◆ Prompt
All entries must come back exactly as given, with no pictures in the copy.
Content starts
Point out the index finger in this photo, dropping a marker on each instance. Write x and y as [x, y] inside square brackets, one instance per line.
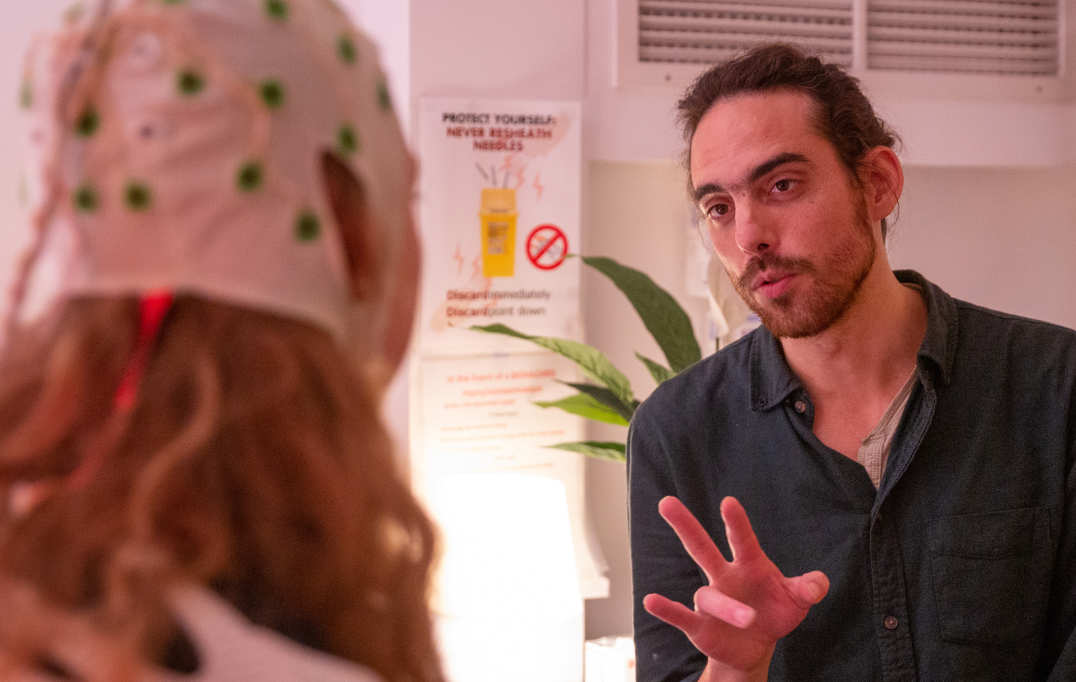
[693, 537]
[741, 538]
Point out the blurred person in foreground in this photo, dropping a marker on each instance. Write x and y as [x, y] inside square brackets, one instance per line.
[196, 481]
[880, 482]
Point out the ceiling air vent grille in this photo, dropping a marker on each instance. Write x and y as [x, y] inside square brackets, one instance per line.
[707, 31]
[990, 37]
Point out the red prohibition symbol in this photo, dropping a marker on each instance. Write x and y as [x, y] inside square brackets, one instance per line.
[547, 246]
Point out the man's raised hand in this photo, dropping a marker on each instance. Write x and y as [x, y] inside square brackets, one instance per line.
[748, 605]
Content ends
◆ Task result
Point out the index finger in this photo, dropping a marker on each instance. Write x and y as [x, y] inside square brackets, one instance per line.
[693, 537]
[741, 538]
Point out the blurred person in foreground in this photo, dropping a marker on each instance. Write x and y as [x, y] inside square brackets, one instance per line.
[196, 481]
[880, 482]
Point out the ceiling air vent grille in this photo, dropping a marker on each instance. Write x and y as [x, y] inside square brackets, one instance per line.
[707, 31]
[990, 37]
Point out the red prohibition symbol in this photo, dropping a marker on each instance. Write x and y as [x, y] inside square brackets, one instance per line.
[547, 246]
Point out the man's raised hand in this photo, dropping a marker on each instance. Write x and y as [x, y] inside square brackets, one instance per line.
[748, 605]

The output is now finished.